Exercise requirements: Reproduce the part of the sickle cell consortium summary below that opens with the words containing "Strategies are urgently" and closes with "and comprehensive care.", copying it word for word.
BEGIN Text excerpt
The goal of the New York City Sickle Cell Implementation Science Consortium (NYCSIS) is to leverage a `learning laboratory' of six hospitals and eleven ambulatory practices within the Mount Sinai Health System (MSHS) to improve penetration of best practices for adults and adolescents with Sickle Cell Disease (SCD). New York City has one of the largest SCD populations in the US, and MSHS provides SCD care to over 700 adults and adolescents. The NYCSIS team and its community partners have identified three critical knowledge-to-action gaps: 1) improving pain management in adult emergency departments (ED), 2) reconnecting individuals who as adults use only the ED back into longitudinal care and 3) delivering comprehensive care in low-density (i.e. smaller numbers of people with SCD) settings with limited access to expert SCD hematologists. Our setting and research infrastructure position us well to address these three issues as MSHS has a robust multi-site emergency medicine research infrastructure (with access to hundreds of adults with SCD who do not utilize primary care) as well as low-density hospitals and community health centers where the full complement of experts (e.g. hematologists and other specialists) are not available. We propose four aims.
Aim 1 : Conduct a whole-community needs assessment to a) identify additional areas of need, and b) for the three interventions already developed, to understand barriers and facilitators to scaling and implementing them at each care locations;
Aim 2 : Design implementation research studies that address the identified issues of importance;
Aim 3 : Participate in the development of the SCD registry in collaboration with the Data Coordinating Center and NHLBI;
and Aim 4 : Conduct implementation studies that test multi-modal, multi-sector interventions to a) improve emergency care of SCD pain, b) reconnect unaffiliated adults into comprehensive care and c) deliver comprehensive care in low SCD density settings. The NYCSIS team has the resources and community network to rigorously collect and integrate registry data with other U01 sites, and to execute implementation studies that address the needs of urban SCD populations, particularly in low-density care settings with limited access to SCD experts.
Strategies are urgently needed to increase use of recommended treatments and best practices to improve health outcomes and quality of life for adults and adolescents living with sickle cell disease (SCD). The New York City Sickle Cell Implementation Science Consortium will execute implementation studies to address the needs of urban SCD populations, with a focus on improving both emergency care and comprehensive care.
END Text excerpt
BEGIN Material supplied
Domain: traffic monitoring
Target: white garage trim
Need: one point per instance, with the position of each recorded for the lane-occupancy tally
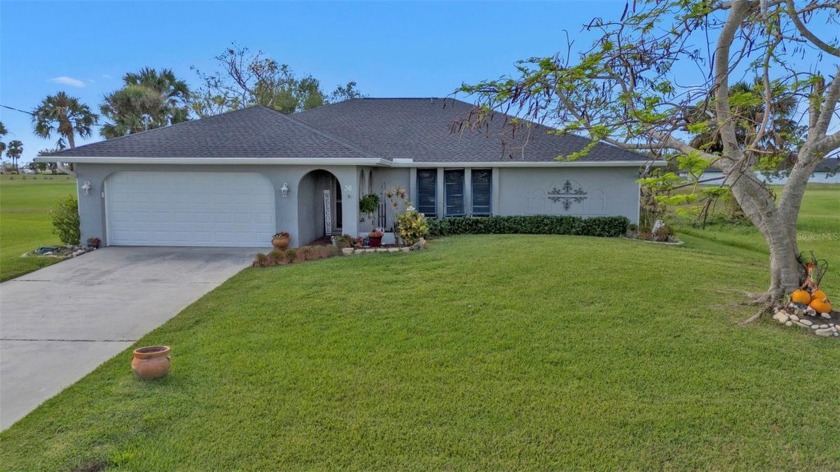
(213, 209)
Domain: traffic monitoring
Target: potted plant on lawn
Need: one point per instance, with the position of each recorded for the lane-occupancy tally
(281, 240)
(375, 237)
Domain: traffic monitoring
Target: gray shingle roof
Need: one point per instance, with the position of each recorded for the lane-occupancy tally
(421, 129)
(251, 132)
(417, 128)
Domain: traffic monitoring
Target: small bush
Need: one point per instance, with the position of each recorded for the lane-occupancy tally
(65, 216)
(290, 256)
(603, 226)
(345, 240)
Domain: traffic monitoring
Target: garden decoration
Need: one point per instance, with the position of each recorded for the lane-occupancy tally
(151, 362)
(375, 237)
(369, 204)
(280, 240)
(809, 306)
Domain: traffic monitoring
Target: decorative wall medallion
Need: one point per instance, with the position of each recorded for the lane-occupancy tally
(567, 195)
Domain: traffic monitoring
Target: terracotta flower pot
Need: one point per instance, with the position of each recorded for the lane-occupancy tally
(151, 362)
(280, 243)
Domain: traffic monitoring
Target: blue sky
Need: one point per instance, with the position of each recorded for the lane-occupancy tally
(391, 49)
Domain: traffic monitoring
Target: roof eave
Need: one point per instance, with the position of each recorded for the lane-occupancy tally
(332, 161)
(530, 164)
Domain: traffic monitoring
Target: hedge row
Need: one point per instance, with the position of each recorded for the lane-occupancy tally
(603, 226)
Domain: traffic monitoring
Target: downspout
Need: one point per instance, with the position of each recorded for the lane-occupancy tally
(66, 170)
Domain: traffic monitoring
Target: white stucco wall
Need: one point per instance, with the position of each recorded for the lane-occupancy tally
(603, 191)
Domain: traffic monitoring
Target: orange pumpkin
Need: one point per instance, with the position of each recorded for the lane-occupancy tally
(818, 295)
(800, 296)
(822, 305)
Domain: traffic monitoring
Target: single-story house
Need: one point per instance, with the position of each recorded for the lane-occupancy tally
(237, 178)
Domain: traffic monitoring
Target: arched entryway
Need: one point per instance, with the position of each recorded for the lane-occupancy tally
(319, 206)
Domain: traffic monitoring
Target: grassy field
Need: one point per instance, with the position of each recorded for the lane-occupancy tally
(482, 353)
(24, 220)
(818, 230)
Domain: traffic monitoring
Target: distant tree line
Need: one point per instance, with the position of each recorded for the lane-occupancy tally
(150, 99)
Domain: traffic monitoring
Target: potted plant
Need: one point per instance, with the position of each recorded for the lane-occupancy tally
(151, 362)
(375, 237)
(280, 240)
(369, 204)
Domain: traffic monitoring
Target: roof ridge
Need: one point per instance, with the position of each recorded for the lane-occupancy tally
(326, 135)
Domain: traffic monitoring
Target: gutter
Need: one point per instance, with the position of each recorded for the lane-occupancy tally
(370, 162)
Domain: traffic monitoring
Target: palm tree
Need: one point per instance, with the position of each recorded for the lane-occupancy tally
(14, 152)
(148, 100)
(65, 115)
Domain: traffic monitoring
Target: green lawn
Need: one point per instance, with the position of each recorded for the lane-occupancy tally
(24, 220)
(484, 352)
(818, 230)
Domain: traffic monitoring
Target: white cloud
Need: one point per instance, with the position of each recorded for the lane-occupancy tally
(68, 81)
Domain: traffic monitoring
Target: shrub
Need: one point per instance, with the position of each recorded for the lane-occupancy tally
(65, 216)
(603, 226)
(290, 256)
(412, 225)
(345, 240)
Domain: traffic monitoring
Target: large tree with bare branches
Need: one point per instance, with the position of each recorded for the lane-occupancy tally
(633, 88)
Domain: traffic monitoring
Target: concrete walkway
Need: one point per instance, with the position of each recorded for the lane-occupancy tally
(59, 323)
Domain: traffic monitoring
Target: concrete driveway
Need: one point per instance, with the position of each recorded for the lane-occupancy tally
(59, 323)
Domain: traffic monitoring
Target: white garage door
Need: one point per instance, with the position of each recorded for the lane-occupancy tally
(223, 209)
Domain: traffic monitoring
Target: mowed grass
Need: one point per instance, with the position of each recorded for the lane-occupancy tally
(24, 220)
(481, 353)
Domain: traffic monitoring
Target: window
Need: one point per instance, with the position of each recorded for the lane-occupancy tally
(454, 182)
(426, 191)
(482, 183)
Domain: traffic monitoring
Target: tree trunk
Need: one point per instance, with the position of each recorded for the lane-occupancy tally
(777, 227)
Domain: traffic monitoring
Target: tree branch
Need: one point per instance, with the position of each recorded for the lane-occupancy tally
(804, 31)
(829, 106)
END Material supplied
Output of the exercise:
Strategies are urgently needed to increase use of recommended treatments and best practices to improve health outcomes and quality of life for adults and adolescents living with sickle cell disease (SCD). The New York City Sickle Cell Implementation Science Consortium will execute implementation studies to address the needs of urban SCD populations, with a focus on improving both emergency care and comprehensive care.